How to extract data from a google doc

cedricdebono · April 15, 2019, 8:07am

Can I run a snippet inside another snippet?

Let's say I have a snippet (called snippet1) that I want to use at a later date.
I put a number of text strings that I want to eventually replace, but I won't have all the info available at the same time,
So I want to be able to run a called snippet2, which will bring up a form that I can fill and find/replace those text strings INSIDE the snippet1
Then on a subsequent day, (once I get the info to fill in the remaining fields) I wanna be able to run snippet2 inside snippet1 again to update the remaining strings.

Here's a practical example.

I wanna write an announcement for a community event. I would use these strings to find/replace:

[startdate]
[starttime]
[enddate]
[endtime]
[discountpercentage]
[giftnames]
[wideimage]
[newsimage]
[alertimage]
[animatedgif]
[landingpageurl]

Those are just a few of them. I would write my announcement for various platforms, and then use the above as placeholders e.g.

================================

## Set problem A
Decide whether each statement below agrees with the snippet forum post above. Answer yes or no for each, and quote the words of the post that settle it.
(i) The poster wants snippet2 to bring up a form.
(ii) The poster expects to have all the info available at the same time.
(iii) The practical example involves an announcement for a community event.
## Set problem B
From the snippet forum post, write out the part that opens with the words containing "[startdate]" and closes with "as placeholders e.g.". Keep every character unchanged.

================================

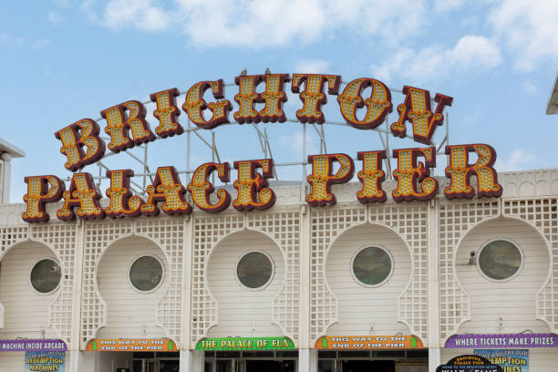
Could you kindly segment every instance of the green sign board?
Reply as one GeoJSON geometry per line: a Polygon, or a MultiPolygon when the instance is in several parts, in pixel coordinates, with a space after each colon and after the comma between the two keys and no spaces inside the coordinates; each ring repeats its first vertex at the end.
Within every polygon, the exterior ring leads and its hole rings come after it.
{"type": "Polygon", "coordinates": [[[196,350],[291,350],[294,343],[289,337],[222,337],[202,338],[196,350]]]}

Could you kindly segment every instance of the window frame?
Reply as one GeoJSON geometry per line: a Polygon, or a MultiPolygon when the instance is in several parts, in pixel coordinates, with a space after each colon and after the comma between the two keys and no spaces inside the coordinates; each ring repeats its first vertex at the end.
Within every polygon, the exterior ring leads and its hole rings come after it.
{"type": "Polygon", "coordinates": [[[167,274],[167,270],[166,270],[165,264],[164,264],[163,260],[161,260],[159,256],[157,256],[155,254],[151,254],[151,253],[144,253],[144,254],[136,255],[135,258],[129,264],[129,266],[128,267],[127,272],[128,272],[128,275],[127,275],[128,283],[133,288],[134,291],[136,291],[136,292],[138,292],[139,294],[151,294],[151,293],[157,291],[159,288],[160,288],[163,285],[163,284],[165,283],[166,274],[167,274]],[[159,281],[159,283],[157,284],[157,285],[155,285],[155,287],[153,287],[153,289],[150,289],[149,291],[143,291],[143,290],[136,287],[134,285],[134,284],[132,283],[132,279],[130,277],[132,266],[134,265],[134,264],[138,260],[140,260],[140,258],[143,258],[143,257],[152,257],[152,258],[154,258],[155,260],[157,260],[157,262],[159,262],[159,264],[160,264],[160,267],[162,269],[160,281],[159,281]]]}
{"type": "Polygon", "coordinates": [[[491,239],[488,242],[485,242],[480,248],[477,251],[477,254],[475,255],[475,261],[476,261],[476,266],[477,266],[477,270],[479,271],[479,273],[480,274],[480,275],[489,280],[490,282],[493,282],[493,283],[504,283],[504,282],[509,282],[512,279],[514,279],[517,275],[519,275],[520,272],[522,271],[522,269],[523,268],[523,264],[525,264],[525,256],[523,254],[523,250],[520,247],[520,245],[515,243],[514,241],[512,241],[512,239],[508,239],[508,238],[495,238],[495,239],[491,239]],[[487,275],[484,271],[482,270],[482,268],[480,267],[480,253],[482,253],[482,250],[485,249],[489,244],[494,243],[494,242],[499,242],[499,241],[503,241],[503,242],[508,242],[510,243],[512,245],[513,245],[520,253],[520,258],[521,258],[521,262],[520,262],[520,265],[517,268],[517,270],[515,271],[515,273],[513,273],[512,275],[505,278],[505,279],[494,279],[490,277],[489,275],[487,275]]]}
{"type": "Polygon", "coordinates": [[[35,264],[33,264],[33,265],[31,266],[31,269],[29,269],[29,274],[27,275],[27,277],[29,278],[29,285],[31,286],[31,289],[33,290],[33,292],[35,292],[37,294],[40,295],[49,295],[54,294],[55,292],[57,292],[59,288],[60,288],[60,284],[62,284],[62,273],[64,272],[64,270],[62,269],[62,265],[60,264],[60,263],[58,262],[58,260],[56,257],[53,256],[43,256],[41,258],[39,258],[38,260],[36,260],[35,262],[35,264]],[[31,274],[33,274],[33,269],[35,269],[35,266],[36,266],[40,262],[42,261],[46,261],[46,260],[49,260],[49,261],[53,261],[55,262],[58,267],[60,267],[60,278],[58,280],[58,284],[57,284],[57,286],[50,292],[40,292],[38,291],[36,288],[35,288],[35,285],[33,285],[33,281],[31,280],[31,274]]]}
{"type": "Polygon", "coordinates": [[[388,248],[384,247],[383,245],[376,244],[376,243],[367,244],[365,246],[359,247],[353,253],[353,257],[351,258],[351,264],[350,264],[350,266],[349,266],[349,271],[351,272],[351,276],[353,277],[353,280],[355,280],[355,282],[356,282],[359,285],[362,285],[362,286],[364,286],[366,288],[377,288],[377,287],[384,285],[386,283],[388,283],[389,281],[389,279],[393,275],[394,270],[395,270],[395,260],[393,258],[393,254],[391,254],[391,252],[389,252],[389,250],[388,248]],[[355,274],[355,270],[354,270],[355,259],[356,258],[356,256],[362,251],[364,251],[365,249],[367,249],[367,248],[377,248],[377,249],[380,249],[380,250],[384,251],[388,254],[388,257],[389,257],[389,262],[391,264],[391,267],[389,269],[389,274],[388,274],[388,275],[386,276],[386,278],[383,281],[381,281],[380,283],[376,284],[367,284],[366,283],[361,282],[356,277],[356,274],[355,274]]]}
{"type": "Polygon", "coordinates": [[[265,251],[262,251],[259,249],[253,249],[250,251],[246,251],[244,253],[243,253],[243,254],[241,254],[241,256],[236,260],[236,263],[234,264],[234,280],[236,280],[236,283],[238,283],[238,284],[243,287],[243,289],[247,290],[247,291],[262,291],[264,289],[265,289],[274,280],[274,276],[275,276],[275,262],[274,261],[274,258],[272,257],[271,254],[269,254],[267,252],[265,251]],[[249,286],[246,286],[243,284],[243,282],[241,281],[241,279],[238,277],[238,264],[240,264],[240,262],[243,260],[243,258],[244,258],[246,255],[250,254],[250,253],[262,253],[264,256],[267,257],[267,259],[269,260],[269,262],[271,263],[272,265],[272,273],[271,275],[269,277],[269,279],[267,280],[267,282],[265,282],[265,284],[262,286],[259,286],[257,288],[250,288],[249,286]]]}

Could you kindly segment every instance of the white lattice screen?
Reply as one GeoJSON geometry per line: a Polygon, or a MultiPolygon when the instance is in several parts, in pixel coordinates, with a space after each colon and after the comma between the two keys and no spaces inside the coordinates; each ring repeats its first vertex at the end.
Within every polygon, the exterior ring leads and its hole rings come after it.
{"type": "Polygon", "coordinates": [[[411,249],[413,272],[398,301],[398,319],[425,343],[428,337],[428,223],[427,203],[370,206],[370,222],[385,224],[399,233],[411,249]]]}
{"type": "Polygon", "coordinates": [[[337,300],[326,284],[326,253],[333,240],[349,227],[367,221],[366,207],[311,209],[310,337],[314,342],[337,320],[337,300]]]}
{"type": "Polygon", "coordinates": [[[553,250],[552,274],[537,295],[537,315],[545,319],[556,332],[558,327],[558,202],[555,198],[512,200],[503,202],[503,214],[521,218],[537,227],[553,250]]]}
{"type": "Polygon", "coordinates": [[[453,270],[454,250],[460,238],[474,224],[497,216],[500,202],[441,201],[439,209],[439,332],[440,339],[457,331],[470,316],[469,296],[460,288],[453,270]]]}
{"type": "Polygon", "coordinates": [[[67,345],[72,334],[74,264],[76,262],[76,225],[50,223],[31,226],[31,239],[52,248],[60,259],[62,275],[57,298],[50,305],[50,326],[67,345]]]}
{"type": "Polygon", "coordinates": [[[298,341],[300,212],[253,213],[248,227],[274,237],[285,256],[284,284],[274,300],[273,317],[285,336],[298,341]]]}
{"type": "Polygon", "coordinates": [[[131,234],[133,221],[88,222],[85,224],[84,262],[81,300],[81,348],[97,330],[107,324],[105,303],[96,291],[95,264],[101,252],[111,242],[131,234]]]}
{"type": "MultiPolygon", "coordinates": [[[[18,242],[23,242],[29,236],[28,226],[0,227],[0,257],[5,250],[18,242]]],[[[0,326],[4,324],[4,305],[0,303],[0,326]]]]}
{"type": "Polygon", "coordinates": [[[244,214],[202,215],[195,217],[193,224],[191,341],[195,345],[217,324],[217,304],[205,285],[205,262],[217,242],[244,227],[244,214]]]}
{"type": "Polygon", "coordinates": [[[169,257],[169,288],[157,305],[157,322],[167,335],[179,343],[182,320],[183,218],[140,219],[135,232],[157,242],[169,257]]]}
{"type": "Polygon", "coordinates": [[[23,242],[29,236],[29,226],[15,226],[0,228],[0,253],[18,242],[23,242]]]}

================================

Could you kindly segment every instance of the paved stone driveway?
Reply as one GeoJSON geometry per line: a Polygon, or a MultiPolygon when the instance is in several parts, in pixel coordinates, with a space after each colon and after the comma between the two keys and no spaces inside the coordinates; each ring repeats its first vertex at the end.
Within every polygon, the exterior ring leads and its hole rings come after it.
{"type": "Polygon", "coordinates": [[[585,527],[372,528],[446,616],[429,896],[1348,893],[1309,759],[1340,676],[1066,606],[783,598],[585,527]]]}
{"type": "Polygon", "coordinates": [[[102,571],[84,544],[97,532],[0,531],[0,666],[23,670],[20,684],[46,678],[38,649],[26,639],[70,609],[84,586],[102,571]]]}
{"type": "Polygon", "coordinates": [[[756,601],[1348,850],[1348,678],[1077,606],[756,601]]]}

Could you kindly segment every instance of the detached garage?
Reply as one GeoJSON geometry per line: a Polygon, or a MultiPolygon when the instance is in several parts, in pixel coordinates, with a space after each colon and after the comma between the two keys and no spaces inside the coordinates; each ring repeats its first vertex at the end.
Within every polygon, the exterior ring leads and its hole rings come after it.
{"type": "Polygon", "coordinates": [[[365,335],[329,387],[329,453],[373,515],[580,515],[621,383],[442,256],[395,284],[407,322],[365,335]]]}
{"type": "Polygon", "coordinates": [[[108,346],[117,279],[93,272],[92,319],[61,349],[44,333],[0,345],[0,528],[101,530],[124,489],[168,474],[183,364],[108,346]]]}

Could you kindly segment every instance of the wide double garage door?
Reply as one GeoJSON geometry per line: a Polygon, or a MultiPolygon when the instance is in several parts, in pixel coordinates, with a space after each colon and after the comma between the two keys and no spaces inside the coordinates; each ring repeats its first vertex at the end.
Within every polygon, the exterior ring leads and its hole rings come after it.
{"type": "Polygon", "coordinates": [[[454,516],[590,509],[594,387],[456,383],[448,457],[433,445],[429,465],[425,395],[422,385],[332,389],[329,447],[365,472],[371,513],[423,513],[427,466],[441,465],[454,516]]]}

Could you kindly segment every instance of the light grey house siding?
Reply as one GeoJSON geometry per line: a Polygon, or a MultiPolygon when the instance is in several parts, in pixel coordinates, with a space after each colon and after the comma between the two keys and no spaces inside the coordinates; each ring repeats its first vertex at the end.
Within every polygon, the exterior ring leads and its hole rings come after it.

================================

## Problem solution A
(i) Yes: "which will bring up a form that I can fill and find/replace those text strings INSIDE the snippet1"
(ii) No: "but I won't have all the info available at the same time"
(iii) Yes: "I wanna write an announcement for a community event."

## Problem solution B
[startdate]
[starttime]
[enddate]
[endtime]
[discountpercentage]
[giftnames]
[wideimage]
[newsimage]
[alertimage]
[animatedgif]
[landingpageurl]

Those are just a few of them. I would write my announcement for various platforms, and then use the above as placeholders e.g.